SET OF TASKS:
A. In the sermon excerpt below, which book does the community follow in its worship?
B. Please extract the passage from the sermon excerpt below, starting with "Practicing the Kingdom" and going on through "Kingdom of Heaven.".

EXCERPT TO READ:
God created an economy of spiritual gifts and gave each of us an irreplaceable role in that economy. A humble person sees that we complement each other. We need each other. And we need to nurture and care for one another to find fulfillment in life.
Jesus has put us in our place. We know just where we stand. We stand securely in his heart at the center of his community. When he told us that the first would be last and the last would be first, he wasn’t just turning the losers into winners and the winners into losers.
He was doing something radical. He was erasing our distinctions between insiders and outsiders, higher and lower, central and peripheral. Each of us is at the center of his heart and at the center of his community.
Jesus-following communities are not the Kingdom come. But they are foreshadowings of the Kingdom. We are a messy, imperfect bunch, but the Kingdom still shines through us for all the world to see. That is God’s work. Our work is to cooperate with God as best we can.
Practicing the Kingdom
This brings us to our second question. What practices make a group of people a humble community? In short, a humble community embodies practices that model life in the Kingdom of Heaven.
There is a long list of practices that reflect the Kingdom. Among them are hospitality, service to the poor and the marginalized, generosity, forgiveness, discernment, and evangelism. In the weeks ahead I will be touching on all of these, and I invite you to follow my sermons by blog at Pelican Anglican or by audio at sermon.net.
For now, I’m going to focus on one practice: how we worship. A Kingdom community worships sincerely. But that may not mean quite what you initially think.
You misunderstand what makes worship sincere if you think sincerity means a devotion to God unclouded by doubt or undistracted by lesser things. Sincerity in worship is an offering, a sacrifice to God, of our lives as they truly are to God.
|Paul Serusier’s “A Breton Sunday”|
In liturgical churches, our prayers articulate beliefs and desires that we may still be struggling to get our heads and hearts around. Instead of reporting the state of our hearts and souls and minds, we say the prayers of our tradition trusting that God will make us what the prayers show us we can be.
Let me explain what I mean. We worship according to The Book of Common Prayer. Our Prayer Book contains ways of praying instituted by Jesus himself, and those prayers reverberate with the wisdom of the saints who have gone before us.
We are like spiritual children taking up company with spiritual grownups. When we pray for clean hearts that “we may perfectly love you,” we realize how imperfect our love is at present. But our community’s prayer encourages us in our desire to give that perfect love.
When we say, “Thy kingdom come, thy will be done,” we know that there is an unspoken “except for this or that” in our hearts. And yet we say these words not as hypocrites, but as apprentices learning the art of following Jesus.
Our prayers do more than express our hearts. They shape our hearts. We believe that we are encountering God in Word and Sacrament and that this encounter changes us forever, one little bit at a time.
Putting Others in Their Place
We sometimes fear that humility makes us into doormats and victims. Jesus never sugarcoats the truth. Suffering can come along with humility. But humility is not the same thing as surrender. On the contrary, humility puts people in their place. And that is the key to understanding how Kingdom communities are changing the world, our third and final question.
Persistent and courageous humility extends beyond the boundaries of our church property and offers itself to even and maybe especially to those who would condescend to it or even abuse it.
We love others whether they love us or not, whether they are themselves lovable or just a bit icky. We feed the hungry, tend the sick, visit the imprisoned, and clothe the naked no matter how they got that way and even if they reject our beliefs.
And at some level our humility defines their relationship with their Maker. God loves them, whether they like it or not. And deep down, that’s a place that even the most debased and calloused among us wants to stand.

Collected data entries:
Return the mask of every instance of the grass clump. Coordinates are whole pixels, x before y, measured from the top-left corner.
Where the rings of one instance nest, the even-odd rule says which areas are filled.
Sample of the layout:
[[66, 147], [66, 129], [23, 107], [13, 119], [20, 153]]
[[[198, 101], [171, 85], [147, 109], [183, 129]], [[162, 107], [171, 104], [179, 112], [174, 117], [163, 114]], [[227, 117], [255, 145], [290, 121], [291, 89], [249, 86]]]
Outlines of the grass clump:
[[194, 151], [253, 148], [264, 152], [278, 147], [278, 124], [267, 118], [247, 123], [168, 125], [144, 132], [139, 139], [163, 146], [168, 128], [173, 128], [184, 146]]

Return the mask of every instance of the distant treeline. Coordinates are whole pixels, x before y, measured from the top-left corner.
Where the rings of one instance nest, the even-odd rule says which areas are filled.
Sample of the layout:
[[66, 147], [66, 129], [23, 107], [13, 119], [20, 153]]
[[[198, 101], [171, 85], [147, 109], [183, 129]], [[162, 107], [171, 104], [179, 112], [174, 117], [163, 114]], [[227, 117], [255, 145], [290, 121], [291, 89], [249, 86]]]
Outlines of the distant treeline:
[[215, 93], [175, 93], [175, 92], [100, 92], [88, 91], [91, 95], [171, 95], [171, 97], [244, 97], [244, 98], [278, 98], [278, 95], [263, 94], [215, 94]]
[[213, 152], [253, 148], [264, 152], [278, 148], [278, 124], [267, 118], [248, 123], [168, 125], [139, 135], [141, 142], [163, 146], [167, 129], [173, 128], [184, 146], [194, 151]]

RESPONSES IN ORDER:
A. The Book of Common Prayer.

B.
Practicing the Kingdom
This brings us to our second question. What practices make a group of people a humble community? In short, a humble community embodies practices that model life in the Kingdom of Heaven.